● **Records for the exercise**:
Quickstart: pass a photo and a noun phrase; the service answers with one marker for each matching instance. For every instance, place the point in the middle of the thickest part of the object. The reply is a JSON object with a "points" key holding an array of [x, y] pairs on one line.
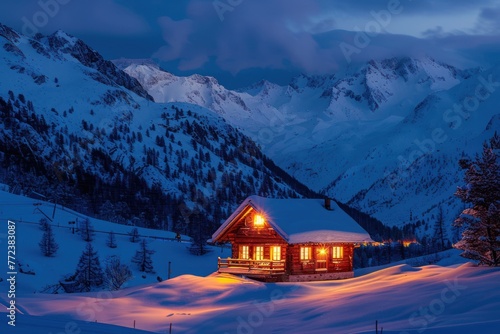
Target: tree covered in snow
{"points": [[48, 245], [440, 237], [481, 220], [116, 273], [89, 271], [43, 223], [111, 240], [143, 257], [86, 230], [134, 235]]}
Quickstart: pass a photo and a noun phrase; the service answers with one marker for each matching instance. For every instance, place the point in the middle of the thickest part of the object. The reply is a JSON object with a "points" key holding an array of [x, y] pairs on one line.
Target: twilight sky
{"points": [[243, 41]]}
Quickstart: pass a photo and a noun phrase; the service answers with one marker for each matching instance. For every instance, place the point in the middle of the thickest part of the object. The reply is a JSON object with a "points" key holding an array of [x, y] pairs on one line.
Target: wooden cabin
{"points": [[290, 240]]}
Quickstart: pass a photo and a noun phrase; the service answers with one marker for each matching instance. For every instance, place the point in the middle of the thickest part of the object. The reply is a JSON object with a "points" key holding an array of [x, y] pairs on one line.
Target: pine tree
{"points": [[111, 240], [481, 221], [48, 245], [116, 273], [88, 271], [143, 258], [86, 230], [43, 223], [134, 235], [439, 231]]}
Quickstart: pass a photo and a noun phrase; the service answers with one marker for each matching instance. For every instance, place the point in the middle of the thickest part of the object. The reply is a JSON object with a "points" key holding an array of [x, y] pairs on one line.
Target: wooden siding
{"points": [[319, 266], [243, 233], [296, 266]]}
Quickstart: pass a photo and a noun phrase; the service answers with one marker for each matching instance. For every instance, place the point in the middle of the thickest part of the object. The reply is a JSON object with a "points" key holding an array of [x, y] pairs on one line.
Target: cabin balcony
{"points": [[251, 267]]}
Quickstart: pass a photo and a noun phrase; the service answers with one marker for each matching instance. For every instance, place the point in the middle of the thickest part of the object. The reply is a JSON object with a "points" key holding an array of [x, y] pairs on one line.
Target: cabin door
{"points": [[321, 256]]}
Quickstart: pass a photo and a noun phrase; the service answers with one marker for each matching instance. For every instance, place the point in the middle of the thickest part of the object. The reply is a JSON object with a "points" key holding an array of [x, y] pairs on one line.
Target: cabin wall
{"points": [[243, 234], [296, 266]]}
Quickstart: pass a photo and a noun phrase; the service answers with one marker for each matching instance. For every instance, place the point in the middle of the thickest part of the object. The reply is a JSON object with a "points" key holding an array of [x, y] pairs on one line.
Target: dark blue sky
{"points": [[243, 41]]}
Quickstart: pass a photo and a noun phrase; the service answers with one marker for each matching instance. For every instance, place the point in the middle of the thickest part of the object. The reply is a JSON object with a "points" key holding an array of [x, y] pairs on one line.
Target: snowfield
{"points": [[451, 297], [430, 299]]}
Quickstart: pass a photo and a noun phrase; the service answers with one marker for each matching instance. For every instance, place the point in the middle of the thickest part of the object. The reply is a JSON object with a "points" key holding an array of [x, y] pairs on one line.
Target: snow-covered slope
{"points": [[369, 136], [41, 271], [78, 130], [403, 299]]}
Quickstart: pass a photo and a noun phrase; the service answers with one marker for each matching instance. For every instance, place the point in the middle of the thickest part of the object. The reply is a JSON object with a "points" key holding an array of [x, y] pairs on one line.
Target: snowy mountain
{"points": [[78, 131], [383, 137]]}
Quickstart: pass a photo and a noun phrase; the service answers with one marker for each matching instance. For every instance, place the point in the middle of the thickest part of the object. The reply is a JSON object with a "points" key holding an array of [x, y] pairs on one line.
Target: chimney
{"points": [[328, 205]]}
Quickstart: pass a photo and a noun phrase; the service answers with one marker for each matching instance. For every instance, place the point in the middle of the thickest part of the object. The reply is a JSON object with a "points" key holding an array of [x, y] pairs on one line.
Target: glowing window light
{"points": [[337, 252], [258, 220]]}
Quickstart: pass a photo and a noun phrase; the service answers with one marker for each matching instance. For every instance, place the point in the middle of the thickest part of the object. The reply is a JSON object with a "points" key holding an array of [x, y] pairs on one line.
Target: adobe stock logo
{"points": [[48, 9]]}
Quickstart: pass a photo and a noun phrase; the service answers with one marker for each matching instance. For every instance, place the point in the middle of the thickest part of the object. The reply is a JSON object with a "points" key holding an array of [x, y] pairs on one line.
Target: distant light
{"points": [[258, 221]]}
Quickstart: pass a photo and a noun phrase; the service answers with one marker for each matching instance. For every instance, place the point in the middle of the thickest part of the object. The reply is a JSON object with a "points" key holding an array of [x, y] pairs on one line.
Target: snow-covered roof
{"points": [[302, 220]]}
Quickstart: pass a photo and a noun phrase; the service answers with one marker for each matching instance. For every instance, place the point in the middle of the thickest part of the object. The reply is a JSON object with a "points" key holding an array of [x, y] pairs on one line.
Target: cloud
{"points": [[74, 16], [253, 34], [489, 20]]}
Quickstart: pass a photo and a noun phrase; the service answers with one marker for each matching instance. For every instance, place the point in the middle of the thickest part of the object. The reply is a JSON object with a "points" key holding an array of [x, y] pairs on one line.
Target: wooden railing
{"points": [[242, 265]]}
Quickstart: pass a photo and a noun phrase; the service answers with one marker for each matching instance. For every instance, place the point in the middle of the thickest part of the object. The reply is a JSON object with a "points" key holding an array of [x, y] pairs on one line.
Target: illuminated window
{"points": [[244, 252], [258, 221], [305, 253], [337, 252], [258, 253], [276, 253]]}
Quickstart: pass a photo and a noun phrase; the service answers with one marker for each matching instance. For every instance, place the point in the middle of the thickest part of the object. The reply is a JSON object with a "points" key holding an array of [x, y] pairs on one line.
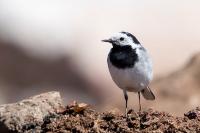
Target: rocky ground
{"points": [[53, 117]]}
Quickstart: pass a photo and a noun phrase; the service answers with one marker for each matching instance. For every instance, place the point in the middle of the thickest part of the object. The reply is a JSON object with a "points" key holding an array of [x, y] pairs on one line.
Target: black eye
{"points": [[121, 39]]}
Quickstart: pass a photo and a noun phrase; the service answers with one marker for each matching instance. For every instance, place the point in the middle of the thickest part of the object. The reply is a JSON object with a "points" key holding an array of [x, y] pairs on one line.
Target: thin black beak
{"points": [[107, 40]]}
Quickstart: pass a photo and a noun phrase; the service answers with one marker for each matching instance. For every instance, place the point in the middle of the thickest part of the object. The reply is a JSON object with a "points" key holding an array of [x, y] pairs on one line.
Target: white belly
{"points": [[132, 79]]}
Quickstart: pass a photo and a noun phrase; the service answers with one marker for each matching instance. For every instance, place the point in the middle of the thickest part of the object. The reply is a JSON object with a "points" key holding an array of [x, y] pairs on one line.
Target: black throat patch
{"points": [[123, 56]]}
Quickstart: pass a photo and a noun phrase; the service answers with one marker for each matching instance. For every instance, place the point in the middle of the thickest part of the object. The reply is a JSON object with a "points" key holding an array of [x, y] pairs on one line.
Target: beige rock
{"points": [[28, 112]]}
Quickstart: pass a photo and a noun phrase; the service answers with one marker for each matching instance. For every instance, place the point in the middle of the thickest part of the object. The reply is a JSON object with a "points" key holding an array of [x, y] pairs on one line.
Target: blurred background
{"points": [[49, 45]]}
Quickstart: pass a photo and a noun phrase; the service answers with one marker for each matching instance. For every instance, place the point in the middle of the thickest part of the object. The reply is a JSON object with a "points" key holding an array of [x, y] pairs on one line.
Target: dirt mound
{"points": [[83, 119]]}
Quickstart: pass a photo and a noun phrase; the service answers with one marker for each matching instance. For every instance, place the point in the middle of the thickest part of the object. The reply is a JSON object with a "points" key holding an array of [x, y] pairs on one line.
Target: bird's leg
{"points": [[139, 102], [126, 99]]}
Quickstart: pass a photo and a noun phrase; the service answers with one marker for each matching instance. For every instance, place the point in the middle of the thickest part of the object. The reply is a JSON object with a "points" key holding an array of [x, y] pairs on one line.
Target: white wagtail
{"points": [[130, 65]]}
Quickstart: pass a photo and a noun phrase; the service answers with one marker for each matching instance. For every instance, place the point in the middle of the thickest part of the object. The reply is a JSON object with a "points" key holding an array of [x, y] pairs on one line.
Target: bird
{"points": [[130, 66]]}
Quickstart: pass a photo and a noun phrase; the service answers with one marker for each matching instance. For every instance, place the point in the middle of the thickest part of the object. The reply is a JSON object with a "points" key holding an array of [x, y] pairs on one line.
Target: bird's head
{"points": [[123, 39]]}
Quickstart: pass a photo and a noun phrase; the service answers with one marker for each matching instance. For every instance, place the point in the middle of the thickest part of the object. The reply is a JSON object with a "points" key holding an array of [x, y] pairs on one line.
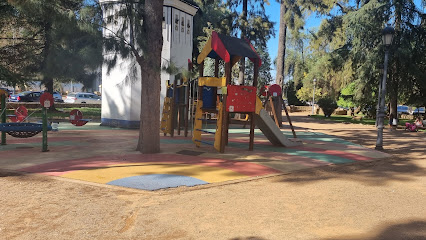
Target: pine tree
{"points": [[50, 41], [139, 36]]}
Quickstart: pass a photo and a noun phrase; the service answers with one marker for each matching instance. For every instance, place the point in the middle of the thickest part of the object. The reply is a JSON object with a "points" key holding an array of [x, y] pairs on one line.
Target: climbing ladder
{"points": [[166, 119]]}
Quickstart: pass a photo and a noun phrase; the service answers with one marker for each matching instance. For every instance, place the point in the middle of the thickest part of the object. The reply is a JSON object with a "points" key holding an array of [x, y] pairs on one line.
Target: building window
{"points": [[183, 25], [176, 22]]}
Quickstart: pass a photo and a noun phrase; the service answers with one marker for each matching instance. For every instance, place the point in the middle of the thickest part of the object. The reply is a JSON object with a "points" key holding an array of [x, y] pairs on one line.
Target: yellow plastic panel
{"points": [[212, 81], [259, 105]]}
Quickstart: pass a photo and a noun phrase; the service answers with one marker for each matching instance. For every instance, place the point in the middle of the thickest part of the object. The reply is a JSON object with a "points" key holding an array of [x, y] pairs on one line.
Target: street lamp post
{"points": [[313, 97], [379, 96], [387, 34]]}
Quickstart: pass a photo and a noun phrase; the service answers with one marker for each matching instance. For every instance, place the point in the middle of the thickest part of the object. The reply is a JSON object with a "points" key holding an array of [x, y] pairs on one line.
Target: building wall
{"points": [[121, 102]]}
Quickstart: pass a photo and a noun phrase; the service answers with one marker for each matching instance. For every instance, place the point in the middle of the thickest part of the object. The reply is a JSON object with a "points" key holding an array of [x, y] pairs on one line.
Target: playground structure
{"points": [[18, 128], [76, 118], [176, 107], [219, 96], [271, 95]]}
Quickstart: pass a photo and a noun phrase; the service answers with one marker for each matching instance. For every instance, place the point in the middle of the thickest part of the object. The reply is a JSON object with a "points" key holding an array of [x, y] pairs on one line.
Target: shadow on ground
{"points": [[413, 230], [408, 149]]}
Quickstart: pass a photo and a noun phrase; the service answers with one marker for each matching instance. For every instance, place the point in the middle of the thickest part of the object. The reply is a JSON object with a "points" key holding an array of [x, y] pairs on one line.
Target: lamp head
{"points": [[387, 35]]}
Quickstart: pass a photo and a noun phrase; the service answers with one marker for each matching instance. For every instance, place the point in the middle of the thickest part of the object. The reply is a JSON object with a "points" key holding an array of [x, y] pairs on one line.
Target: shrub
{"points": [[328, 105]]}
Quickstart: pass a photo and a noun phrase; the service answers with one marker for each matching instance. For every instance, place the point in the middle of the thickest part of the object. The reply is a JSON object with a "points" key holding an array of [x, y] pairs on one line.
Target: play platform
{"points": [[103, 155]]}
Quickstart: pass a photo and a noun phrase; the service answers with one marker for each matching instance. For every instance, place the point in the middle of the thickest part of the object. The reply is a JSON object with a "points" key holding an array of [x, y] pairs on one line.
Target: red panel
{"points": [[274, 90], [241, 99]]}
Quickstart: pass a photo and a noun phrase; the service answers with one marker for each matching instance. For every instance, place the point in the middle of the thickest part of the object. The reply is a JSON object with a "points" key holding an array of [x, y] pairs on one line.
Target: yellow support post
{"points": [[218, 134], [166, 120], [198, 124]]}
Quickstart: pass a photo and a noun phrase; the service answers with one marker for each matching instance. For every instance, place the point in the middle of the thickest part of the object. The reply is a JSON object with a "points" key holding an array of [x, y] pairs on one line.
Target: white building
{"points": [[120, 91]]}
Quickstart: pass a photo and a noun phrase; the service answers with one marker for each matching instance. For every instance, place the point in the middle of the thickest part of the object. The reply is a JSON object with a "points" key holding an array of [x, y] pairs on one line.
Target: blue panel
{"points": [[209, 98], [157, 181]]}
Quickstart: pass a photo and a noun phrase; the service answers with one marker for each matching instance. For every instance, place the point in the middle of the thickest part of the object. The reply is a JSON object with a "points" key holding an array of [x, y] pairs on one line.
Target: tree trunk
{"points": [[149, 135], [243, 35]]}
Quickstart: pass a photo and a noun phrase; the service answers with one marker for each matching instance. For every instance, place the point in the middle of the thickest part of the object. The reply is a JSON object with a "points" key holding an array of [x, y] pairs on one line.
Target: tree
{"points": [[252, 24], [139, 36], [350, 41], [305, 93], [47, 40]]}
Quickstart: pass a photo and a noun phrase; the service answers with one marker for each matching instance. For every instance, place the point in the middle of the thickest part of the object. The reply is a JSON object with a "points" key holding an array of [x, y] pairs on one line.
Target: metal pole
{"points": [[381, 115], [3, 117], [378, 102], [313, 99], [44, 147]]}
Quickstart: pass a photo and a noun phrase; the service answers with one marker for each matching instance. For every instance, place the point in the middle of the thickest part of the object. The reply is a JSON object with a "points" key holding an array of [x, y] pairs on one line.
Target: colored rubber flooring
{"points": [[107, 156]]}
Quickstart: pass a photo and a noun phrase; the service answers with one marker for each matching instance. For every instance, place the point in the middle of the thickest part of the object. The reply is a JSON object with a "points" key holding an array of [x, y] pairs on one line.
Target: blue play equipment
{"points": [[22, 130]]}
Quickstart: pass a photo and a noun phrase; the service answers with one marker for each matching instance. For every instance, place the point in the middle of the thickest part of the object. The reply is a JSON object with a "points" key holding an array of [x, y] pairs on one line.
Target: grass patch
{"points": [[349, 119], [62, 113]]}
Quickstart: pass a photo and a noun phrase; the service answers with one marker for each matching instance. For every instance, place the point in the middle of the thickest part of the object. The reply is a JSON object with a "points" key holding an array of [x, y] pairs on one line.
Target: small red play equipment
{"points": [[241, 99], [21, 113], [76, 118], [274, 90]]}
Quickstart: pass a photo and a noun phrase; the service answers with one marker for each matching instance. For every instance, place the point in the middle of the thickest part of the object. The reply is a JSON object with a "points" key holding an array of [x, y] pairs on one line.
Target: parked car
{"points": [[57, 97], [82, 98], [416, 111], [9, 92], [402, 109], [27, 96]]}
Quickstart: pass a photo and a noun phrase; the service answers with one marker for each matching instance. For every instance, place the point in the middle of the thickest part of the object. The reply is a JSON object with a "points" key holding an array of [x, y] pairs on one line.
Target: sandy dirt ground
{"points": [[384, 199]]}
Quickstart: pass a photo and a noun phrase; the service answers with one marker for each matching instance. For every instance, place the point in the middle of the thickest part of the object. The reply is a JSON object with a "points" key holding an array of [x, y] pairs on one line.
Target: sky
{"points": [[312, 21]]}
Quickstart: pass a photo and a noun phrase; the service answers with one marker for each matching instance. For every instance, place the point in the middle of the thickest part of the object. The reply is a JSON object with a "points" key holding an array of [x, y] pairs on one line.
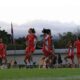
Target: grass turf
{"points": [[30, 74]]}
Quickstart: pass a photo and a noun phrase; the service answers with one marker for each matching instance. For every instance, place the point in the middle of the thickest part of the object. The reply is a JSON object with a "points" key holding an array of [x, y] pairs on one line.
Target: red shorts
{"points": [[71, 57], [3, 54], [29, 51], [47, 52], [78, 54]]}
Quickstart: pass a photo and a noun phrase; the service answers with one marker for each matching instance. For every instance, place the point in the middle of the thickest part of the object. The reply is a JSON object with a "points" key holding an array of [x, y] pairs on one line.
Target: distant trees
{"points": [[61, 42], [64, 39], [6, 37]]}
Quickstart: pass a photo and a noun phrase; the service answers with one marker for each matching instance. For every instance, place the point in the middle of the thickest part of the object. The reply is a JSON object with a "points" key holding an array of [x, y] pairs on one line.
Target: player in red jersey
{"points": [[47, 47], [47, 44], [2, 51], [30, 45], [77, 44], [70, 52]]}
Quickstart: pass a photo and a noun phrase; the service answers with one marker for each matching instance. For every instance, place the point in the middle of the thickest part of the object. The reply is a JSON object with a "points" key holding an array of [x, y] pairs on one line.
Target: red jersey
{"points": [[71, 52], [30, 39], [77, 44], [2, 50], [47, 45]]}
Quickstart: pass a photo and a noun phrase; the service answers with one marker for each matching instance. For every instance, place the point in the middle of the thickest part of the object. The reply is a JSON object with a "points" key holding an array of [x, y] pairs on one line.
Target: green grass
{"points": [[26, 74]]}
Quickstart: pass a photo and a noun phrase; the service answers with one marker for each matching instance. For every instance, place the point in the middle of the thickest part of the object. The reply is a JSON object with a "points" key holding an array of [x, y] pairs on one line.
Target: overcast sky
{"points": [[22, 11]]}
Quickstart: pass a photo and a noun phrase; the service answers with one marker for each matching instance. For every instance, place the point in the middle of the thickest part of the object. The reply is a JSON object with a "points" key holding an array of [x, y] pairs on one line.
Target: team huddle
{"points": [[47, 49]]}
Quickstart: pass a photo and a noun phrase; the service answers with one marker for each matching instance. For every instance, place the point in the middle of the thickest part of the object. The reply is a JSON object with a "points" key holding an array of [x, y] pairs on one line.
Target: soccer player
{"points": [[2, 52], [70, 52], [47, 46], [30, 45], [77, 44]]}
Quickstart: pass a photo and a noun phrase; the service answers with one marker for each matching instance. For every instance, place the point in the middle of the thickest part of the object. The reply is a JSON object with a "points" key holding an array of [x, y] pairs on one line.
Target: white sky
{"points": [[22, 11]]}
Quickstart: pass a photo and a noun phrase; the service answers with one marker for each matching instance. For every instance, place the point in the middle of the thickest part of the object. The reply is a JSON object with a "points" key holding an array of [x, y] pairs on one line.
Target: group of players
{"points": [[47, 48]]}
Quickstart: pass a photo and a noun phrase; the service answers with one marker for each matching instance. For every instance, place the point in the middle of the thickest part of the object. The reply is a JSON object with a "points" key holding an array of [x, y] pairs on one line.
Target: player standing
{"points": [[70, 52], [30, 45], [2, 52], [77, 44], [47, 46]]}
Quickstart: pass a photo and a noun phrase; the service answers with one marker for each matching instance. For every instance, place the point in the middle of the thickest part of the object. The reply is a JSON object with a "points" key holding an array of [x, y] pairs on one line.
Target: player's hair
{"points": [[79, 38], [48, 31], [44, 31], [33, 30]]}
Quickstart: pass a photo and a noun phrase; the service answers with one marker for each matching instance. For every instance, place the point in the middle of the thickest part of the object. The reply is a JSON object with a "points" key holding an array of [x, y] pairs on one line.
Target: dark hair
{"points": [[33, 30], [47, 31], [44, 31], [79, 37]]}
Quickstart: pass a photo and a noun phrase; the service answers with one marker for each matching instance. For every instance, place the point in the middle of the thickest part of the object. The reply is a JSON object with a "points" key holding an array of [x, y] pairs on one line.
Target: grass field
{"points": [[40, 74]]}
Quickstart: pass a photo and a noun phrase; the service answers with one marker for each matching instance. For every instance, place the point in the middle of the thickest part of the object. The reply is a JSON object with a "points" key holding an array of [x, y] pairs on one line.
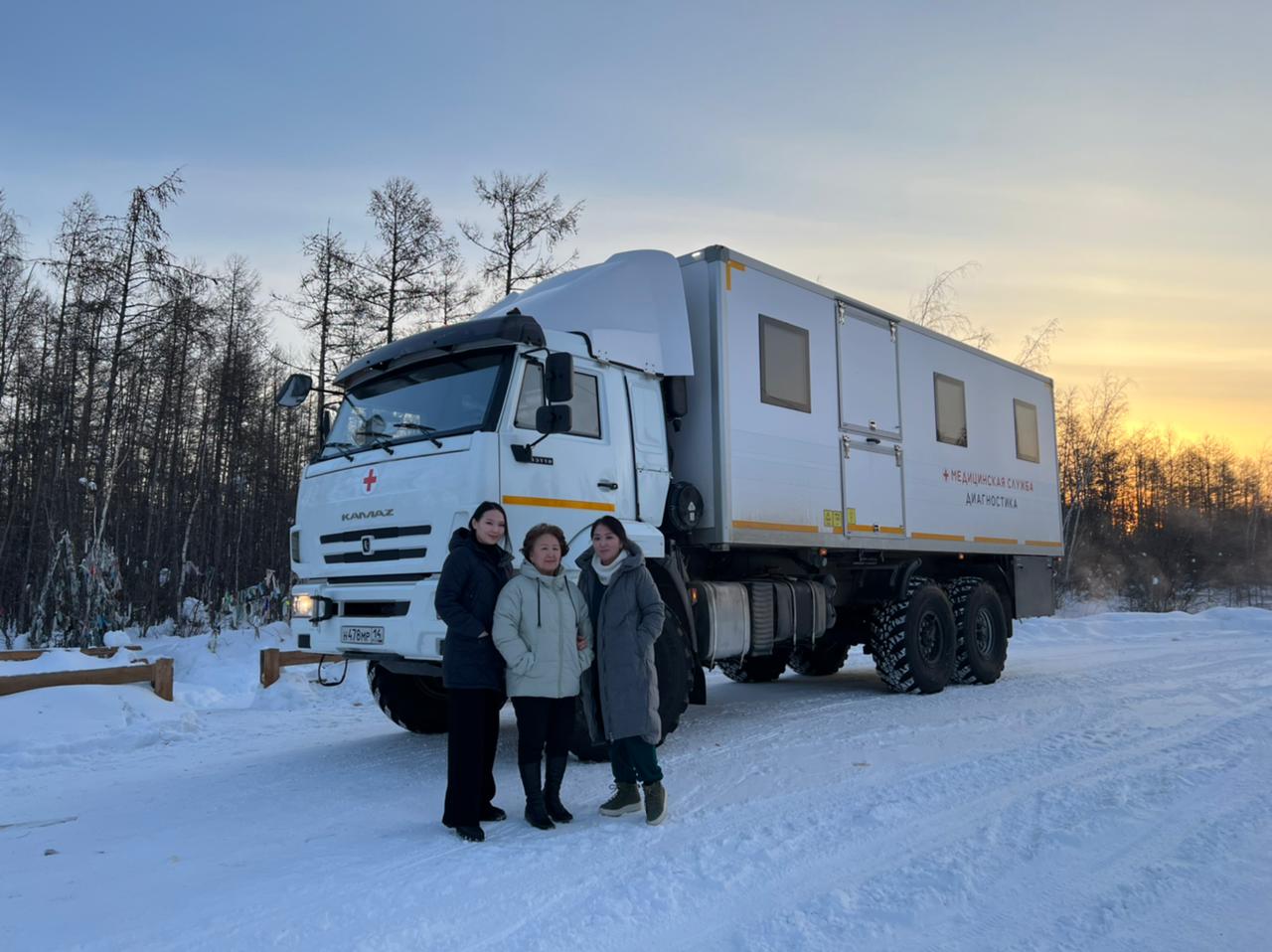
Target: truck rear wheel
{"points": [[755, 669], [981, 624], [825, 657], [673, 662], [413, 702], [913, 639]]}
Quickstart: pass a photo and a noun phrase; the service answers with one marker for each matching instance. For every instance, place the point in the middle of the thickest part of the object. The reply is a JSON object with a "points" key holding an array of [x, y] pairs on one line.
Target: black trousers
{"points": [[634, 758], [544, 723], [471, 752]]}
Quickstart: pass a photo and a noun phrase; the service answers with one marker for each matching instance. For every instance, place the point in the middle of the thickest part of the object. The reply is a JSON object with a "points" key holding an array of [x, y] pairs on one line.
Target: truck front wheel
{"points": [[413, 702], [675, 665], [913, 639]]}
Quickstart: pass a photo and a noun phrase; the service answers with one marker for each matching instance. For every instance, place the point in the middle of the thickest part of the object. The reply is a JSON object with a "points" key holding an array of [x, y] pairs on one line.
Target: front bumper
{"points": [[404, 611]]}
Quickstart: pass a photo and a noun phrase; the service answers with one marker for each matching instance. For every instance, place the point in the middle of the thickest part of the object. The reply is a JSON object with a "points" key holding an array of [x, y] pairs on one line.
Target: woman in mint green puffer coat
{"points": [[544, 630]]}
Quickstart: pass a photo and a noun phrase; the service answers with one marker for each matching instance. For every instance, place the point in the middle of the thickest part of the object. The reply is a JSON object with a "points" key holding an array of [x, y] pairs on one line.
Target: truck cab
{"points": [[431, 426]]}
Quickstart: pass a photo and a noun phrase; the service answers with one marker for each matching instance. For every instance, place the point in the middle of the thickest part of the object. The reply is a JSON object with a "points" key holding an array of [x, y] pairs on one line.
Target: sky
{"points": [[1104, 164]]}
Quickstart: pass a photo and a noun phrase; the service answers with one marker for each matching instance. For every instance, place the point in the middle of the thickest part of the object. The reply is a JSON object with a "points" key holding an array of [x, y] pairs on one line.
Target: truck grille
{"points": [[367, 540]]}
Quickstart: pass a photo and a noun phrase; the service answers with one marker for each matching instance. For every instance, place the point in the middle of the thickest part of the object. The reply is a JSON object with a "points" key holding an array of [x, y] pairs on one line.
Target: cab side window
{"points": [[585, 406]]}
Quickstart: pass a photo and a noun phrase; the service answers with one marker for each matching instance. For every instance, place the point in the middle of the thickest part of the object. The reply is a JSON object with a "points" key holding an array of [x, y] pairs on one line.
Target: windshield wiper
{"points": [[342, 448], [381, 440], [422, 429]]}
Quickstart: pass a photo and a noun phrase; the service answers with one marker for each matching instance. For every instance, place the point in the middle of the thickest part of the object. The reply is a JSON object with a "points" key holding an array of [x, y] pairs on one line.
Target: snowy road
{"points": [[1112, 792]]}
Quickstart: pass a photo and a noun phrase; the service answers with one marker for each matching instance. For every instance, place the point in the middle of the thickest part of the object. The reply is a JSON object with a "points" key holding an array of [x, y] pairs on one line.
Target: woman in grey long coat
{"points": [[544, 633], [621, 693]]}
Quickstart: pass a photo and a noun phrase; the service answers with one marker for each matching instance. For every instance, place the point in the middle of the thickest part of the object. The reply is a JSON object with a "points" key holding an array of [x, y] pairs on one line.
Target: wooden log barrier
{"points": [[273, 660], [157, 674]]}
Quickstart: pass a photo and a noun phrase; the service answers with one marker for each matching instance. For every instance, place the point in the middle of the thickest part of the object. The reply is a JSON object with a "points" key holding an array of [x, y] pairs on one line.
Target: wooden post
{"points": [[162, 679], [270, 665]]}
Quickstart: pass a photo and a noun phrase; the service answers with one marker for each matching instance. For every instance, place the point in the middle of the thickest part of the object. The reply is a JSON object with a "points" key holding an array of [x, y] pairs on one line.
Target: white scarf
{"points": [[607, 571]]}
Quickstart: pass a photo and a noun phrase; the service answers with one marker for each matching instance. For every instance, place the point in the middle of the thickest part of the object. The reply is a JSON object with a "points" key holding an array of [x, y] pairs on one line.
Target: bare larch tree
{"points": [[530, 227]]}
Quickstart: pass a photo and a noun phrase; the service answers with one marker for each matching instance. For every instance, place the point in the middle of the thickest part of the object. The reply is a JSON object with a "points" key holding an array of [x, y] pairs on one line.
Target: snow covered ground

● **Instructions to follow**:
Identify each line of the data above that contains the word "white", and copy those lines. Matching is case-sensitive.

● **Response below**:
Target: white belly
Target: white wagtail
Target: white building
Target: white sky
Target: white scarf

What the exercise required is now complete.